_Problem 1_.
Answer these questions about the school reopening article:
(a) Who heads the National Association of Head Teachers?
(b) When was the guidance on socially distancing in class published?
(c) Which pupil year groups did the prime minister hope primary schools would reopen to?
_Problem 2_.
Substitute "adapted" for "converted" in the school reopening article, and give the part that opens with the words containing "School observing social" and closes with "leaders have said.".
_Problem 3_.
Summarize the school reopening article in two sentences.

_Text segment_.
Heads say 1 June school reopening plan 'not feasible'

By Hannah Richardson
Education and social affairs reporter

School observing social distancing rules in DortmundImage source, EPA
Image caption,
Some classrooms have been converted in Germany

The planned reopening of schools in England on 1 June is not feasible, head teachers and council leaders have said.

National Association of Head Teachers head Paul Whiteman told MPs that, as his union understood official guidance, it would not be possible to reopen primaries as the government planned.

He told an MPs' committee many schools would not be able to accommodate the advised 15 pupils in their classrooms.

Guidance on socially distancing in class was published on Monday evening.

It came after Prime Minister Boris Johnson said on Sunday that he hoped primary schools would re-open to pupils from Reception, Year 1 and Year 6, on June 1 "at the earliest", if infection rates and the government's other tests at the time allow it.

[Natural language descriptions of regions]
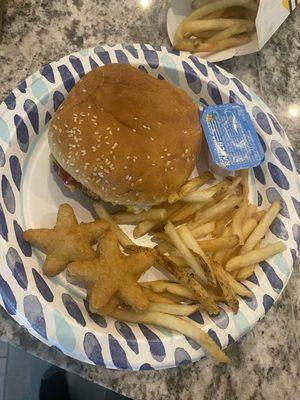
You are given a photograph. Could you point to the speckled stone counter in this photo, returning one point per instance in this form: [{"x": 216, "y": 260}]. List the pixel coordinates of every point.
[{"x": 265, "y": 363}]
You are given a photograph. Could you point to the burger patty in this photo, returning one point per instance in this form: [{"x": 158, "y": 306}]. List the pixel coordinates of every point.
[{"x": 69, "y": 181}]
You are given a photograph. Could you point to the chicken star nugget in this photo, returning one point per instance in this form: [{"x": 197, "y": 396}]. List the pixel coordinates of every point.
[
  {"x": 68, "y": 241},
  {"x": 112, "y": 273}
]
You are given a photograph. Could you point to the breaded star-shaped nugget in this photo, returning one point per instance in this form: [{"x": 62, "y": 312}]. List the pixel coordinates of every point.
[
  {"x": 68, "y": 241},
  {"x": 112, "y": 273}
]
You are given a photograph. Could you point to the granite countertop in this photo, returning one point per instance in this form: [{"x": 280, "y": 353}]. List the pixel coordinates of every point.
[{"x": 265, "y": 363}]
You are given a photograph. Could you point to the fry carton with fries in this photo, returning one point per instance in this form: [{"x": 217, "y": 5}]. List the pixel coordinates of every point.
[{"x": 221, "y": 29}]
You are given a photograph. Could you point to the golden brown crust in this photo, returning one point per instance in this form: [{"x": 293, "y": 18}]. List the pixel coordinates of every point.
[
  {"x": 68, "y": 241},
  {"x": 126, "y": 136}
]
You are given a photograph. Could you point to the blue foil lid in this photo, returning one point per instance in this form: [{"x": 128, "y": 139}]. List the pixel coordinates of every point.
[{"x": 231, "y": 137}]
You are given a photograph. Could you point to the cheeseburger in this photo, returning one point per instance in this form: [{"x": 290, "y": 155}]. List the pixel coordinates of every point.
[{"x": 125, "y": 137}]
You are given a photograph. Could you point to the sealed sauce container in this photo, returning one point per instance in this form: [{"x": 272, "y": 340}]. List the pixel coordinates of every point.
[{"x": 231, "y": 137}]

_Exercise result 1_.
(a) Paul Whiteman
(b) Monday evening
(c) Reception, Year 1 and Year 6

_Exercise result 2_.
School observing social distancing rules in DortmundImage source, EPA
Image caption,
Some classrooms have been adapted in Germany

The planned reopening of schools in England on 1 June is not feasible, head teachers and council leaders have said.

_Exercise result 3_.
Head teachers and council leaders have said the planned reopening of schools in England on 1 June is not feasible, and Paul Whiteman of the National Association of Head Teachers told MPs that many schools could not accommodate the advised 15 pupils in their classrooms. Guidance on socially distancing in class was published on Monday evening, after Prime Minister Boris Johnson said he hoped primary schools would reopen to pupils from Reception, Year 1 and Year 6 on June 1 "at the earliest."